■ TO DO
Duplicate every one of the lines below word for word, leaving the pictures out of your answer.

(Records of coordinate annotations)
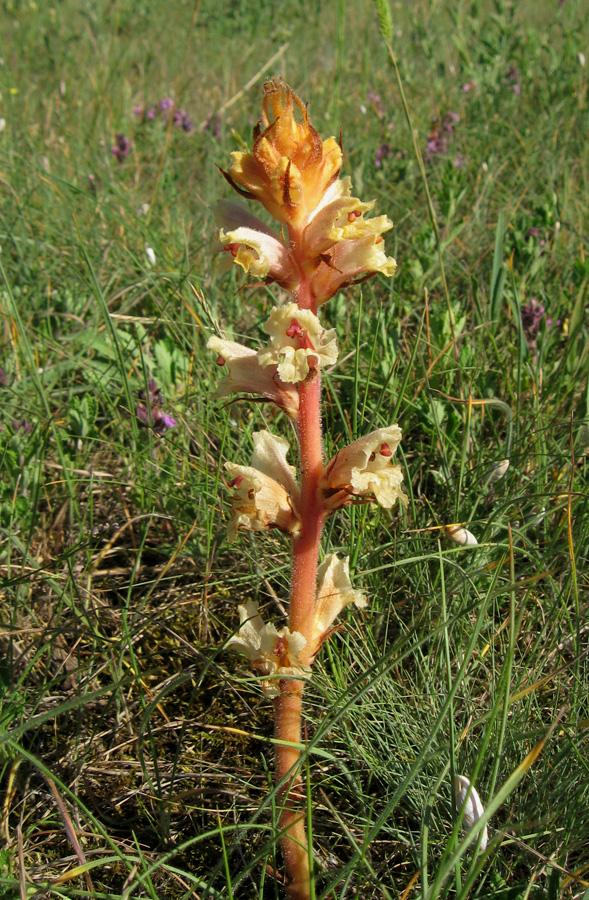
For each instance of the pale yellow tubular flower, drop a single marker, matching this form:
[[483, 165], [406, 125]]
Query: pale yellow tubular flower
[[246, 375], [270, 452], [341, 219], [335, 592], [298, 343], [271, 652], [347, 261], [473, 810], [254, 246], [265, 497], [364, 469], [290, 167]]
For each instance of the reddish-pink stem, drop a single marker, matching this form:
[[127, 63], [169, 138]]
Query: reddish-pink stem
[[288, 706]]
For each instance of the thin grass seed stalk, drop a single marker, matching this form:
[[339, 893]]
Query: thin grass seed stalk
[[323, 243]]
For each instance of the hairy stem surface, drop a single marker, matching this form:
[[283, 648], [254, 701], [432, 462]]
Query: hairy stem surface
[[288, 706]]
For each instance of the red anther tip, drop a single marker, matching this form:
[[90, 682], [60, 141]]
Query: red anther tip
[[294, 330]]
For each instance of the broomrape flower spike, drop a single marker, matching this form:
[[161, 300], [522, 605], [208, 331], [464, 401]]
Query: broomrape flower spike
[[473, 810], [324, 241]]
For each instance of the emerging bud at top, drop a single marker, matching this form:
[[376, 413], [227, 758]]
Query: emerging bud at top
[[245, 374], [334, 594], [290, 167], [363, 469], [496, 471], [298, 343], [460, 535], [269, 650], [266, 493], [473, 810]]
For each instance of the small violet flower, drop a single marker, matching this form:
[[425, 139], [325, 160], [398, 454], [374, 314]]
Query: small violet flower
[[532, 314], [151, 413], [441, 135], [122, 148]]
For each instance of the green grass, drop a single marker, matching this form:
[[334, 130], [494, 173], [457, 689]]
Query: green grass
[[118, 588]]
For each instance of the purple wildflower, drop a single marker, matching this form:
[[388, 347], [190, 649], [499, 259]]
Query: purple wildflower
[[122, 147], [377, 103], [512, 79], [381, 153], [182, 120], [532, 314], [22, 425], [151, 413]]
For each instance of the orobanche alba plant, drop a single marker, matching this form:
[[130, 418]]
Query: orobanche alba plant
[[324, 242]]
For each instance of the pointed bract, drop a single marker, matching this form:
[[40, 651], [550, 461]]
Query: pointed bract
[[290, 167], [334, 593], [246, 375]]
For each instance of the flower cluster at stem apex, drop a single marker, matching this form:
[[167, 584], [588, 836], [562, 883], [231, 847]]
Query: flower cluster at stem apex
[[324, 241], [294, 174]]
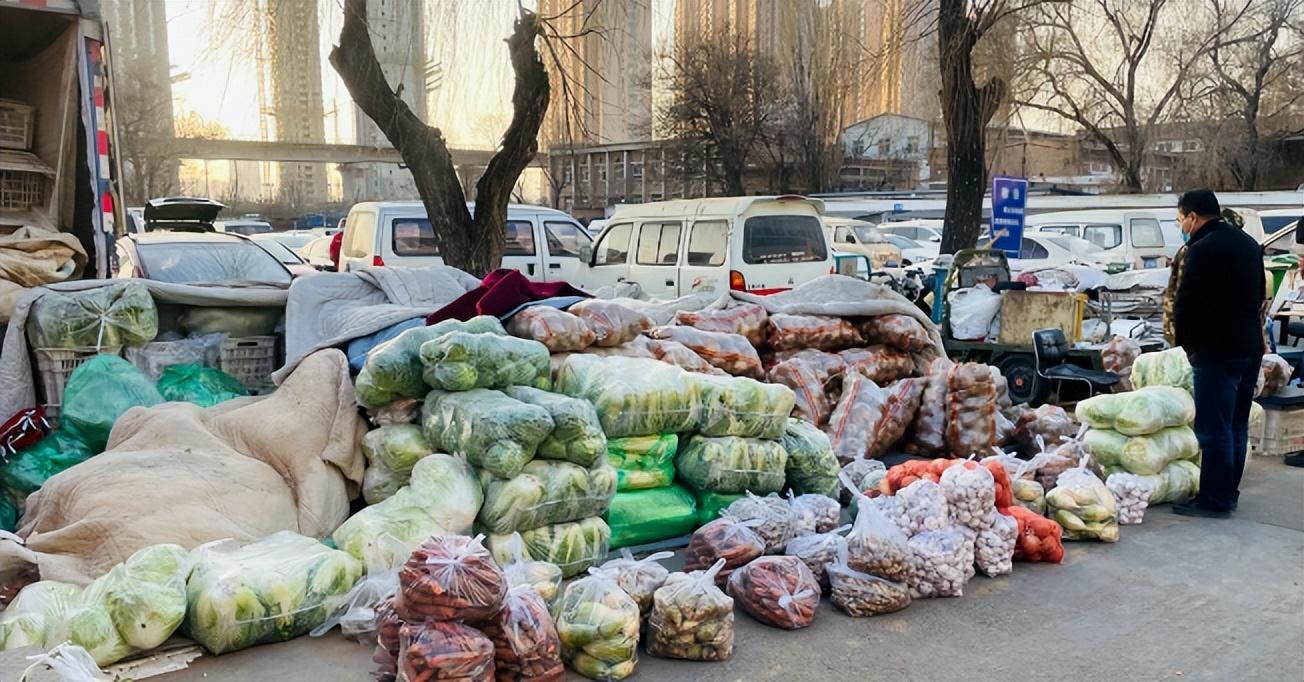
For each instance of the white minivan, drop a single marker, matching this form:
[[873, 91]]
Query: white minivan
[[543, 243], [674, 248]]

■ EXERCISE RESPONSE
For each instance of the pale yellow tubular flower, drop a single marker, matching this form:
[[483, 165], [406, 125]]
Query: pale yellow tubular flower
[[246, 375], [270, 452], [341, 219], [335, 592], [298, 343], [271, 652], [347, 261], [473, 810], [254, 246], [265, 497], [364, 469], [290, 167]]
For each instance of the reddish-pink stem, drop a single marker, matching this form:
[[127, 63], [169, 138]]
Query: reddish-pink stem
[[288, 706]]
For each instance of the thin grass seed stalk, drop a single marker, matching this form:
[[339, 893]]
Query: thin grass seed stalk
[[323, 243]]
For each instance of the hairy stem surface, drop a single marker, matching this form:
[[283, 648], [254, 701], [432, 462]]
Query: hairy stem surface
[[288, 706]]
For each instance of the red anther tip, drop a single marker, matching this form:
[[90, 682], [60, 141]]
Query: red anther tip
[[294, 330]]
For each instance of the broomrape flower spike, drop a single marker, matching this form:
[[161, 300], [522, 605], [208, 331], [464, 401]]
Query: broomrape flower spike
[[473, 810], [324, 241]]
For each instance of the emerging bud at top, drop a single marker, matching this form:
[[376, 413], [227, 758]]
Query: emerging bud at top
[[245, 374], [334, 594], [290, 167], [363, 469], [496, 471], [298, 343], [460, 535], [269, 650], [266, 493], [473, 810]]
For each instance of the small violet flower, drop a single marker, matching this form:
[[425, 139], [325, 160], [398, 454], [374, 314]]
Query: small violet flower
[[532, 314], [151, 413], [441, 135], [122, 148]]
For each instance of the green grass, drop a single marker, matching this form:
[[334, 130], [494, 173], [457, 689]]
Query: green grass
[[118, 588]]
For each instance of the purple wildflower, drop a single marker, matching this form:
[[388, 347], [190, 649], [499, 259]]
Query: purple wildflower
[[122, 147], [377, 103], [512, 79], [381, 153], [182, 120], [532, 314], [22, 425], [151, 413]]
For each instance of the orobanche alba plant, drop a single marker, matching this form:
[[130, 418]]
Query: orobanche alba plant
[[324, 242]]
For each instance of the pointed bract, drop a single marker, matching this form:
[[40, 651], [550, 461]]
Query: pointed bract
[[290, 167], [334, 593], [246, 375]]
For each instance of the flower cluster at stem apex, drop a single marker, matching this form:
[[167, 584], [588, 836], [562, 883], [231, 847]]
Query: flower cluster at stem apex
[[324, 241], [294, 174]]
For each instance of the white minivan, drop a single marker, matching this form:
[[873, 91]]
Query: white minivan
[[543, 243], [674, 248]]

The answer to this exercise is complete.